Задания:
a) По словам общих знакомых из фрагмента, куда и с какой целью уехал Аксенов?
b) Определите, соответствуют ли фрагменту следующие утверждения: (i) у могилы Волошина Вас. Палыч сорвал ветку маслины; (ii) в Москву рассказчик прибыл в начале сентября; (iii) сообщение о лишении Аксенова гражданства было напечатано в «Известиях». Для каждого ответьте «да» или «нет» и приведите решающие слова фрагмента в точной цитате.

Наутро приехали Аркадий и Эмик из Симфи, вечером пошли с Вас.Палычем к могиле Волошина. Вас.Палыч сорвал ветку маслины, попробовал, долго смотрел вниз на коктебельскую бухту... Дул теплый ветер, на душе было спокойно, потому что могильный камень и друзья ставят любого человека вне подозрений от посягательств пространства. Через пару дней Вас. Палыч уезжал, уезжали и мы на разбитом "запорожце" приятеля. "До скорого в Москве!" - сказал Вас. Палыч. Я приехал в Москву в конце сентября. Общие знакомые сказали, что Аксенов уехал на три месяца преподавать русскую литературу в Штаты. Через несколько месяцев читаю в "Известиях" сообщение о лишении гражданства Аксенова Василия Павловича, писателя.

Строки данных:
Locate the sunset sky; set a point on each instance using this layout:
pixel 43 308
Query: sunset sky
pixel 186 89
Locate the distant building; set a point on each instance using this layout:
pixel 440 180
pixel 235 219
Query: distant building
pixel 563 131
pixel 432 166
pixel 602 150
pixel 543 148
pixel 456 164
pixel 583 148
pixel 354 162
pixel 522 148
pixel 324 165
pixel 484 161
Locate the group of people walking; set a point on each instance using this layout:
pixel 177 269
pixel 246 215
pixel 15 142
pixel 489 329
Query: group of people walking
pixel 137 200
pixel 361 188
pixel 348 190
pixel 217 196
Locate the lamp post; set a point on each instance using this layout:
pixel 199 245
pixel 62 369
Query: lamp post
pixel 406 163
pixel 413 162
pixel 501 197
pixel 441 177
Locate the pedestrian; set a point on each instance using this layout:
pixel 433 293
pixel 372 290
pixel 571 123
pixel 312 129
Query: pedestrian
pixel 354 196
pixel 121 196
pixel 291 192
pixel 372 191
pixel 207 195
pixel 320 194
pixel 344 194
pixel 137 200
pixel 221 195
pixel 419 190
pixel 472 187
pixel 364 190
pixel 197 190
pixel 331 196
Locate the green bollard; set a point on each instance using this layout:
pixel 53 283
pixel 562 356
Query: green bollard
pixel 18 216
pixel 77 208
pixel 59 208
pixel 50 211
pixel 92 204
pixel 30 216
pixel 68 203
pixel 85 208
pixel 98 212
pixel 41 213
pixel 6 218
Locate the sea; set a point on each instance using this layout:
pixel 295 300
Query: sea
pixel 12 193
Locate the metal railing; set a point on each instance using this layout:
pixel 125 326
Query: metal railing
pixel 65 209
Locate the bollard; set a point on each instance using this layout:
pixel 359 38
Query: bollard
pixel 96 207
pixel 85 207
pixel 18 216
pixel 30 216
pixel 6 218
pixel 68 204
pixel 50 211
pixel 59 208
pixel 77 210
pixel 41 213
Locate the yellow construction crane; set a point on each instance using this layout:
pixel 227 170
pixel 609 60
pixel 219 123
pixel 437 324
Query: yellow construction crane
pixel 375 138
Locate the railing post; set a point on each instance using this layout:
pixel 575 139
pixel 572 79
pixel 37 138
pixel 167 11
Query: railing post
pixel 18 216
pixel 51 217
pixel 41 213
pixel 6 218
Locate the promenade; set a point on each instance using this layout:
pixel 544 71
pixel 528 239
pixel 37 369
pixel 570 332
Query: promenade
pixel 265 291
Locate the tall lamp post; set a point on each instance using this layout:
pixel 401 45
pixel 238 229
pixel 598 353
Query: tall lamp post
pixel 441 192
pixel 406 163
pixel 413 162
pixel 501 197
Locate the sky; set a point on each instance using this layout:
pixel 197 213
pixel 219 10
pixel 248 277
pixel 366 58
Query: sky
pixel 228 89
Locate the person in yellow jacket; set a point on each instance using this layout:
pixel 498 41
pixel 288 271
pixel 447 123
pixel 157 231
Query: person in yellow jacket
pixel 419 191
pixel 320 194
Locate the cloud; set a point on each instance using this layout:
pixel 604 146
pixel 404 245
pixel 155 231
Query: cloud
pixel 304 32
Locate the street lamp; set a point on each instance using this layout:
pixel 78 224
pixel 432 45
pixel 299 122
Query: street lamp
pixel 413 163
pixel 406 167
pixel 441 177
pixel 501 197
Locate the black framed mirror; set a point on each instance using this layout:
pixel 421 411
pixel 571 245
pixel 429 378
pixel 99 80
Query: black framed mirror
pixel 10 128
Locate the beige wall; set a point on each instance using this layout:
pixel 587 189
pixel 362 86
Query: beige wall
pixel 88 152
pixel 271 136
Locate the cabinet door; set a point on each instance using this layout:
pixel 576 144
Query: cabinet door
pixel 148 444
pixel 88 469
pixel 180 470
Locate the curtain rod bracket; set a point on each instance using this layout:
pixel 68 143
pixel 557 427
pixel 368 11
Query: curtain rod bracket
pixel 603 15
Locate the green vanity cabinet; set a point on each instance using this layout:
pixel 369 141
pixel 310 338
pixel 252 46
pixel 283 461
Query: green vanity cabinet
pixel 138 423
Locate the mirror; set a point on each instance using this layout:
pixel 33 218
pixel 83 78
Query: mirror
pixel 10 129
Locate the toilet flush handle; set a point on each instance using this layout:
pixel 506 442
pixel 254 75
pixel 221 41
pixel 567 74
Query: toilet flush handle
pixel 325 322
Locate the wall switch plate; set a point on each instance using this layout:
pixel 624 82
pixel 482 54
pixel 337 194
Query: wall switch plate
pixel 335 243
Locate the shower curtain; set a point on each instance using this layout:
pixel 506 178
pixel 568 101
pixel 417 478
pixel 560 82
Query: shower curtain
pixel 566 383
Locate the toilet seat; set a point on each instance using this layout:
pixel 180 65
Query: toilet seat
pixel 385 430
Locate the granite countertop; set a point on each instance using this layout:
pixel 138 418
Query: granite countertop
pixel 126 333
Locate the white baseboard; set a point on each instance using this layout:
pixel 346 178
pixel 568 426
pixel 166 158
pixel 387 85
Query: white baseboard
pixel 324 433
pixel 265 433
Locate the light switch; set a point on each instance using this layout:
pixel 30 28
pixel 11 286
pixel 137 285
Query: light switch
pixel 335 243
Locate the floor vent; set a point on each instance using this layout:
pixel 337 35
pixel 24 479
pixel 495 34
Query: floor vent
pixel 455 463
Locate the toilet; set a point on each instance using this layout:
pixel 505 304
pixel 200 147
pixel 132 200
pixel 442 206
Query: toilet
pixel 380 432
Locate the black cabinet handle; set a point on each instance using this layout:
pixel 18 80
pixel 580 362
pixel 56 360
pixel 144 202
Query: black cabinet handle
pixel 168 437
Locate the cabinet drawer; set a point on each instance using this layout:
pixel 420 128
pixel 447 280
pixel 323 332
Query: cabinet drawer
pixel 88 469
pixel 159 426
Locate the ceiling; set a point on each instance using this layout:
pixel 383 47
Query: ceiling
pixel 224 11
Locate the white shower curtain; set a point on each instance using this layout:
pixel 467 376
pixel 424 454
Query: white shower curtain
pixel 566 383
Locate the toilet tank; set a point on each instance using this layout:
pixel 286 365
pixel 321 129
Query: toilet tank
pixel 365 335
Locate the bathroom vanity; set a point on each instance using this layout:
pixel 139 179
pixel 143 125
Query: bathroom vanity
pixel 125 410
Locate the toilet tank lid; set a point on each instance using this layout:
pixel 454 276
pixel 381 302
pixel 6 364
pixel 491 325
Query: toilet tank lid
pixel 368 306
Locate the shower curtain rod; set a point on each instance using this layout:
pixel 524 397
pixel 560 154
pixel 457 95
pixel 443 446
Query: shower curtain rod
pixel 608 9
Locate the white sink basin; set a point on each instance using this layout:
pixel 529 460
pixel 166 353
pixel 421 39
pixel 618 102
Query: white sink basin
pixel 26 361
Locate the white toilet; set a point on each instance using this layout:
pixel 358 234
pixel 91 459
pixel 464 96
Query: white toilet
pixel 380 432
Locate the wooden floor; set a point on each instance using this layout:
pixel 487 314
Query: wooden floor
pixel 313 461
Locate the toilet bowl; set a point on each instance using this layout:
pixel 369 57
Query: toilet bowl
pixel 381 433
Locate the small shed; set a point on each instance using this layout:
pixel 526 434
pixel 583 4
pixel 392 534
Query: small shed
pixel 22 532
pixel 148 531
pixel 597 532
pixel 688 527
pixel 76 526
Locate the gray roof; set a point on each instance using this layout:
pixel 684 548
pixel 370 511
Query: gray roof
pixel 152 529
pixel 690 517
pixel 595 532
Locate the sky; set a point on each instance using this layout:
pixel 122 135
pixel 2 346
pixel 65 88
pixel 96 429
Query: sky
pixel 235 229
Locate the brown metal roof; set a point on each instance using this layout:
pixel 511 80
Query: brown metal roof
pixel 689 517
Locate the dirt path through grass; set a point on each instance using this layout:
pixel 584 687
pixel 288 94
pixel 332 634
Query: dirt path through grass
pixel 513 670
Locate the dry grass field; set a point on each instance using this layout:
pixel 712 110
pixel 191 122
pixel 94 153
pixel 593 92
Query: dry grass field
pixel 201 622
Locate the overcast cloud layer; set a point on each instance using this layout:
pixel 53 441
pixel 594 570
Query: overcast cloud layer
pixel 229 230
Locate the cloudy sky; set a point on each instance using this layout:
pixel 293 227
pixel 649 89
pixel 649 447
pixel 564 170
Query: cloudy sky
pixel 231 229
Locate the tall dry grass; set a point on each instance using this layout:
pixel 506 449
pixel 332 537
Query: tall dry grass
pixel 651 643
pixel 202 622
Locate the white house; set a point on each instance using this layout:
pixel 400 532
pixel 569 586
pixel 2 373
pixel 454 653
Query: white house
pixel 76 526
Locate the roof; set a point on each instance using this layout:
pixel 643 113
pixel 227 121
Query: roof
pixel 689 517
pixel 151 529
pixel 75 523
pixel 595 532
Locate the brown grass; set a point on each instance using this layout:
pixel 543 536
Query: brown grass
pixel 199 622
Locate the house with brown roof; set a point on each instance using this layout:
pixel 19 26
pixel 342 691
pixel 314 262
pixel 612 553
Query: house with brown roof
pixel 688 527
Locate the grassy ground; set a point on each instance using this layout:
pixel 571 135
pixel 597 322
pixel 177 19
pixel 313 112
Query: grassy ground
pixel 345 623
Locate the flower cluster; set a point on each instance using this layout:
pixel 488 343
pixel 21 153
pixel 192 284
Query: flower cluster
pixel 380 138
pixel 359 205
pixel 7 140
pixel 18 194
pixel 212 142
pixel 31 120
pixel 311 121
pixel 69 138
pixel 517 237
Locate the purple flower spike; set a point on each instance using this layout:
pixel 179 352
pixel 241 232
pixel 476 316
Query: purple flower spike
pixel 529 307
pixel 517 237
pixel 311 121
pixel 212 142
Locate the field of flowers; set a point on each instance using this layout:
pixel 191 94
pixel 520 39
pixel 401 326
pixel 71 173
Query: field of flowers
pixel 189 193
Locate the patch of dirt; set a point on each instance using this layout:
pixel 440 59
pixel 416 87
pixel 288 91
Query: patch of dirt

Ответы:
a) В Штаты на три месяца, чтобы преподавать русскую литературу.

b)
(i) Да: «Вас.Палыч сорвал ветку маслины».
(ii) Нет: «Я приехал в Москву в конце сентября».
(iii) Да: «читаю в "Известиях" сообщение о лишении гражданства Аксенова Василия Павловича, писателя».